# Source passage start

Lightning-AI / pytorch-lightning

Pretrain, finetune ANY AI model of ANY size on multiple GPUs, TPUs with zero code changes.
https://lightning.ai
Apache License 2.0
28.24k stars 3.38k forks source link

[how-to] Handle multiple losses and/or weighted losses? #2645

Closed vr140 closed 4 years ago

vr140 commented 4 years ago

What is your question?

I'm trying replicate the model built in https://github.com/ekagra-ranjan/AE-CNN with Pytorch Lightning as a way to learn the framework.

They use an Auto-encoder along with a CNN (e.g. Inception V3), and this means there are multiple loss functions for each model, with a separate weight for each:

loss1 = MSE loss for auto-encoder
loss2 = 0.8 * BCE loss for one branch of inceptionv3 + 0.2 * BCE loss for another branch of inceptionv3
overall loss = 0.1 * loss1 + 0.9 * loss2

How would I ensure the losses are backpropagated correctly through: a) the different models (autoencoder and inceptionv3) b) the different branches of inceptionv3

Code

Here is my Lightning module code:

  def __init__(self, classCount, *args, **kwargs):
    super().__init__(*args, **kwargs)

# Source passage end
# Supplied information start

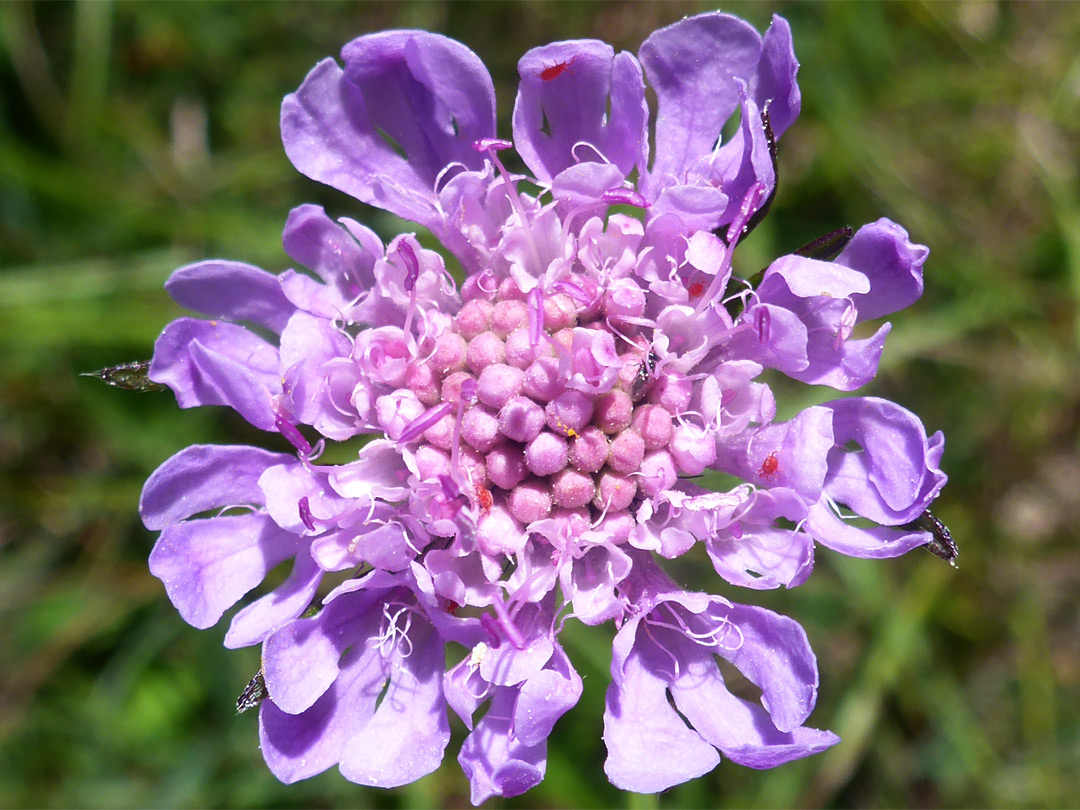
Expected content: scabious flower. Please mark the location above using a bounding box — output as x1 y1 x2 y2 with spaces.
140 13 945 804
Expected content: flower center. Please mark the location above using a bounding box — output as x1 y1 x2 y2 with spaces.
406 276 676 533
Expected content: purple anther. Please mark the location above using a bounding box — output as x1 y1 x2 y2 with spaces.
480 613 502 648
491 595 525 650
754 307 772 343
461 377 476 402
273 411 312 458
473 138 514 152
551 281 593 303
600 188 649 208
397 240 420 293
397 401 453 443
728 183 768 245
297 496 315 531
438 475 463 514
529 286 543 346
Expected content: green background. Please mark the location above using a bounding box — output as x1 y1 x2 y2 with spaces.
0 2 1080 808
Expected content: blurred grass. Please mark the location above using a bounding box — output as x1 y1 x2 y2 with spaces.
0 2 1080 808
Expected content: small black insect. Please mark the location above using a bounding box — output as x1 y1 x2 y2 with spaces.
630 349 659 402
901 509 960 568
79 360 165 391
237 670 270 714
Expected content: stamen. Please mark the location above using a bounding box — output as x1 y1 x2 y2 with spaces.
397 402 454 445
473 138 546 278
600 188 650 208
485 595 525 650
297 496 315 531
473 138 514 152
273 405 313 459
446 377 476 483
529 284 543 349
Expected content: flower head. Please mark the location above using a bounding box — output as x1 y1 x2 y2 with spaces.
141 14 945 802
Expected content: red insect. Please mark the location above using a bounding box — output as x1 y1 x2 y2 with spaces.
540 55 578 82
757 450 780 481
474 484 495 514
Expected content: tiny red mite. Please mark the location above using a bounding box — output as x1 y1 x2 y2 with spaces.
540 56 578 82
757 450 780 481
475 484 495 514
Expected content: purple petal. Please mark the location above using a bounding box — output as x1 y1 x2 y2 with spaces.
836 218 930 321
728 303 810 376
165 259 296 333
340 624 450 787
638 13 761 198
259 459 353 535
150 512 300 630
716 406 837 503
750 14 802 140
708 93 777 230
259 645 386 784
282 205 383 302
672 656 839 768
514 645 582 745
458 688 548 805
514 40 648 183
150 318 281 430
705 487 813 590
807 503 932 558
281 31 495 231
225 552 323 649
824 396 948 526
165 260 296 333
714 605 818 731
604 648 720 793
138 444 292 531
562 545 631 624
330 440 409 501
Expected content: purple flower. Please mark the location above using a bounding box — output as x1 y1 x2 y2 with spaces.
141 14 945 804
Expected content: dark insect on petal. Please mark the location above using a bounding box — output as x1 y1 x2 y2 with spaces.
901 509 960 568
730 105 780 242
795 225 855 261
630 351 657 402
237 670 270 714
79 360 165 391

# Supplied information end

→ Task to carry out
Rewrite the stretch of the forum thread from "Pretrain, finetune ANY" through "learn the framework.", putting "library" wherever "framework" appears.

→ Task output
Pretrain, finetune ANY AI model of ANY size on multiple GPUs, TPUs with zero code changes.
https://lightning.ai
Apache License 2.0
28.24k stars 3.38k forks source link

[how-to] Handle multiple losses and/or weighted losses? #2645

Closed vr140 closed 4 years ago

vr140 commented 4 years ago

What is your question?

I'm trying replicate the model built in https://github.com/ekagra-ranjan/AE-CNN with Pytorch Lightning as a way to learn the library.